-- start of Provided information --
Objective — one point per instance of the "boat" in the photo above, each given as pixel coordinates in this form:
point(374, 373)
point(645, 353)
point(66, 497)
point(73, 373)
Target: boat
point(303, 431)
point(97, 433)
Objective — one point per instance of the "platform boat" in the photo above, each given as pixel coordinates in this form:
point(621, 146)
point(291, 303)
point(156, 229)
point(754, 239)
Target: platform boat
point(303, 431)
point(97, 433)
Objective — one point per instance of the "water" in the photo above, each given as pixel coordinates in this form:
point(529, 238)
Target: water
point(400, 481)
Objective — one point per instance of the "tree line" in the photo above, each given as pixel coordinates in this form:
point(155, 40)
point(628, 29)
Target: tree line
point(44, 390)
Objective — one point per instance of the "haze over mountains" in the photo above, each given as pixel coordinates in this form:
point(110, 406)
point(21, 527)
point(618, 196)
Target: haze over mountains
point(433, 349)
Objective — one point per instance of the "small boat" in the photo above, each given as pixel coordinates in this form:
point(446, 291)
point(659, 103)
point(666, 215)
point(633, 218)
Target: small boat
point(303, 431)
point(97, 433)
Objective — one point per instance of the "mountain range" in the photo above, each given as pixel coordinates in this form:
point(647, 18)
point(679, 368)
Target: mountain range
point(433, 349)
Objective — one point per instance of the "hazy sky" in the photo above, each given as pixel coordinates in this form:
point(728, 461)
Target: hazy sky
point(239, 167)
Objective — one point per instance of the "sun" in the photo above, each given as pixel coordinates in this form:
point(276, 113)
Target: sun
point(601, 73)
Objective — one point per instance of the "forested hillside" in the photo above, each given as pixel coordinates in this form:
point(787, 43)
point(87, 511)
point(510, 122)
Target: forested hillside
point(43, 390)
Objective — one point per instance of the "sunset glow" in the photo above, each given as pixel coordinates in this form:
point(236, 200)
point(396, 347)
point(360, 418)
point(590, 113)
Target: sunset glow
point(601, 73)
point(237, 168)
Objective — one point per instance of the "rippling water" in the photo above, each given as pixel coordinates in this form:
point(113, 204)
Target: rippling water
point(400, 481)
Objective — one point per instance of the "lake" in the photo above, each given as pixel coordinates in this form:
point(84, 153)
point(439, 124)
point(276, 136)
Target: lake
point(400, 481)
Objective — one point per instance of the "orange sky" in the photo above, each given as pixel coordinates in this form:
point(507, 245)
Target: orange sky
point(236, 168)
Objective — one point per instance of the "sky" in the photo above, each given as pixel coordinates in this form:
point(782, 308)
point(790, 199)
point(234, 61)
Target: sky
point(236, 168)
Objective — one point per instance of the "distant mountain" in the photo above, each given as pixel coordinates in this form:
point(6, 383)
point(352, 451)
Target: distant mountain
-- end of Provided information --
(Objective)
Rewrite the records above, changing every "Objective" to "Goal" and leaving all else the same.

(Solution)
Goal — one point per instance of the "boat" in the photo above, each given as pixel coordinates in this form:
point(374, 373)
point(645, 353)
point(66, 497)
point(73, 373)
Target: boat
point(303, 431)
point(97, 433)
Goal — one point per instance of the "platform boat" in the photo above, each given as pixel coordinates in this form:
point(621, 146)
point(291, 303)
point(156, 229)
point(754, 239)
Target: platform boat
point(303, 431)
point(97, 433)
Goal — one point per instance of the "water" in the photo above, each given as pixel coordinates in this form:
point(529, 238)
Target: water
point(400, 481)
Goal — one point per instance of the "tree line" in the photo above, each given as pixel coordinates in this form:
point(155, 40)
point(628, 29)
Target: tree line
point(44, 390)
Goal — one point per instance of the "haze over mountains" in the photo above, each given as pixel coordinates in this form:
point(110, 406)
point(21, 527)
point(618, 196)
Target: haze over mountains
point(433, 349)
Goal — one point per instance of the "small boat" in the photo above, each given as pixel coordinates in this form:
point(446, 291)
point(659, 103)
point(666, 215)
point(633, 218)
Target: small boat
point(303, 431)
point(97, 433)
Goal — one point per instance of the "mountain range" in the photo above, each given as pixel coordinates in this form:
point(647, 18)
point(679, 368)
Target: mountain range
point(433, 349)
Goal — one point per instance of the "hazy sky" in the photo above, each given as pixel coordinates in this form:
point(728, 461)
Target: hazy sky
point(239, 167)
Goal — one point per instance of the "sun" in the photo above, each given as pixel coordinates in this form:
point(276, 113)
Target: sun
point(601, 73)
Goal — one point per instance of the "forested hillside" in the photo above, each given as pixel coordinates in this form:
point(787, 43)
point(87, 511)
point(510, 122)
Target: forested hillside
point(43, 390)
Goal — one point per instance of the "sunset glow" in the photo above, each given as pixel coordinates in this form:
point(236, 200)
point(396, 347)
point(360, 418)
point(590, 113)
Target: sunset glow
point(601, 73)
point(237, 168)
Goal — one point per instance of the "rippling water" in the photo above, each given as pixel coordinates in this form:
point(113, 204)
Target: rippling water
point(400, 481)
Goal — one point per instance of the "lake" in the photo above, each given as pixel coordinates in this form:
point(84, 153)
point(439, 124)
point(276, 136)
Target: lake
point(400, 481)
Goal — one point per instance of the "orange sky" in the photo above, each given as pixel coordinates in this form:
point(507, 245)
Target: orange sky
point(236, 168)
Goal — one point per instance of the "sky" in the photo above, each given as pixel coordinates in this form:
point(782, 308)
point(790, 199)
point(234, 61)
Target: sky
point(236, 168)
Goal — one point per instance of the "distant mountain" in the photo above, each given as pixel coordinates in this form:
point(6, 383)
point(352, 451)
Target: distant mountain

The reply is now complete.